▶ _Selected extract_
The character in question is the Polish ą  (\xC4 \x85). When this is the last character of a string and I execute

$str=~s/\s+\z//;

nothing is removed (as expected). But after using JSON lib the second byte of the char is removed resulting in a broken utf8 char:

my $h=JSON->new()->decode($s);
$h->{TITL}=~s/\s+\z//;

aszabo@mepc:/tmp$ hexdump -C test.txt
00000000  7b 22 54 49 54 4c 22 3a  22 c4 85 22 7d 0a        |{"TITL":".."}.|


Please explain what did I do wrong then.

Thx



On Thu, Jun 20, 2013 at 5:02 AM, Makamaka Hannyaharamitu via RT <bug-JSON@rt.cpan.org> wrote:
Show quoted text
<URL: https://rt.cpan.org/Ticket/Display.html?id=86244 >

This is not a bug.

First, because you set utf8(0),
your input data is regarded as bytes.
"\X{c5}\x{91}\x{61}" => dump data is \x{91}
The result is expected.

Second, you shouldn't look UTF8 flag.
JSON(JSON::XS/PP)'s UNICODE handling depends on Perl itself.
The second result is latin-1 characters even if UTF8 flag is on.

Please see to
http://perldoc.perl.org/perlunifaq.html#What-is-%22the-UTF8-flag%22%3f




On 2013-6月-18 火 16:25:12, adolf.szabo@gmail.com wrote:
> Hi,
>
> My problem is that JSON->new()->decode($str) always sets utf8 flag to ON
> for each string in the hash, no matter what I specify (ascii, latin1,
> utf8(0) or utf8(1). This is not only an annoyance, but I think a bug too.

▶ _Raw records_
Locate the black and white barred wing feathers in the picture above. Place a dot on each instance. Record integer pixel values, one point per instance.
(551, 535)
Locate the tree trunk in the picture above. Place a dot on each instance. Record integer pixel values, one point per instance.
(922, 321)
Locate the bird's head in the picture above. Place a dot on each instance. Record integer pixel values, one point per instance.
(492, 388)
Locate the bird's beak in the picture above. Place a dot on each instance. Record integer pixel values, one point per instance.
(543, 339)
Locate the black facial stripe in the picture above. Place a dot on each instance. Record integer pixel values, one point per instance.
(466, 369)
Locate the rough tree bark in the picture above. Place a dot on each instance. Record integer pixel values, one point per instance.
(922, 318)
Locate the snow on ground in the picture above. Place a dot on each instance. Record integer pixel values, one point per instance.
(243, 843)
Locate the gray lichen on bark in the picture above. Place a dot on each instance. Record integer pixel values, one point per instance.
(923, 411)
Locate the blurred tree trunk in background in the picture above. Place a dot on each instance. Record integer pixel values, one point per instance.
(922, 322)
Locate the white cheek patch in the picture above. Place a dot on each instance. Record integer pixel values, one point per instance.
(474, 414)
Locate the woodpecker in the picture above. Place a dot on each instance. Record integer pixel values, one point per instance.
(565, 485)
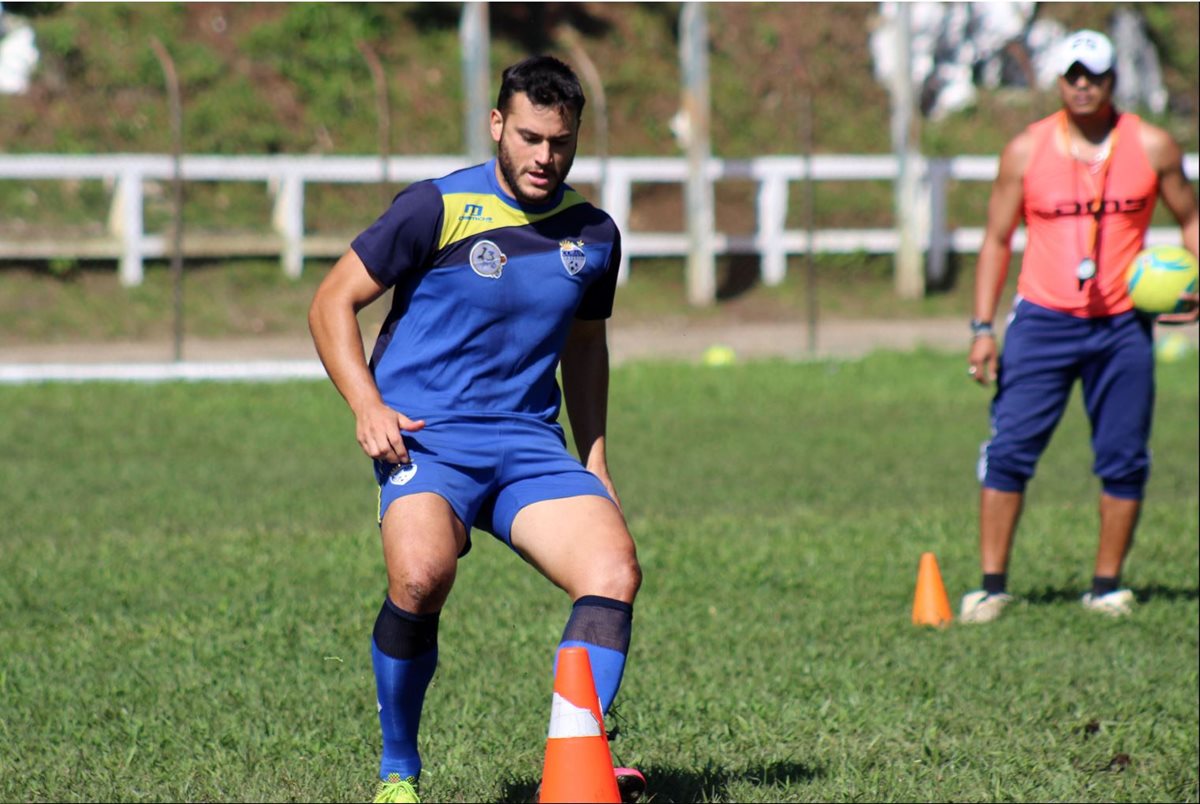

▶ _Task requirements_
- 1) For each statement, say whether the JSON thread agrees with it, answering yes or no and quoting the deciding words of the thread. (a) The reply says the reported behavior is a bug. (b) With utf8(0) set, the input data is treated as bytes. (c) The original poster says decode sets the utf8 flag to ON only when utf8(1) is specified.
- 2) Turn the paragraph of the JSON thread that begins "Second, you shouldn't look UTF8 flag" into a short bulleted list that keeps its main facts.
- 3) Set down, word for word, the part of the JSON thread that opens with the words containing "Please see to" and closes with "think a bug too.".
Rely on the JSON thread alone, not on the lines.

▶ _Exercise solutions_
- 1)
(a) No: "This is not a bug."
(b) Yes: "your input data is regarded as bytes."
(c) No: "always sets utf8 flag to ON"

- 2)
- The UTF8 flag should not be looked at.
- Unicode handling in JSON (JSON::XS/PP) depends on Perl itself.
- The second result is latin-1 characters even when the UTF8 flag is on.

- 3)
Please see to
http://perldoc.perl.org/perlunifaq.html#What-is-%22the-UTF8-flag%22%3f




On 2013-6月-18 火 16:25:12, adolf.szabo@gmail.com wrote:
> Hi,
>
> My problem is that JSON->new()->decode($str) always sets utf8 flag to ON
> for each string in the hash, no matter what I specify (ascii, latin1,
> utf8(0) or utf8(1). This is not only an annoyance, but I think a bug too.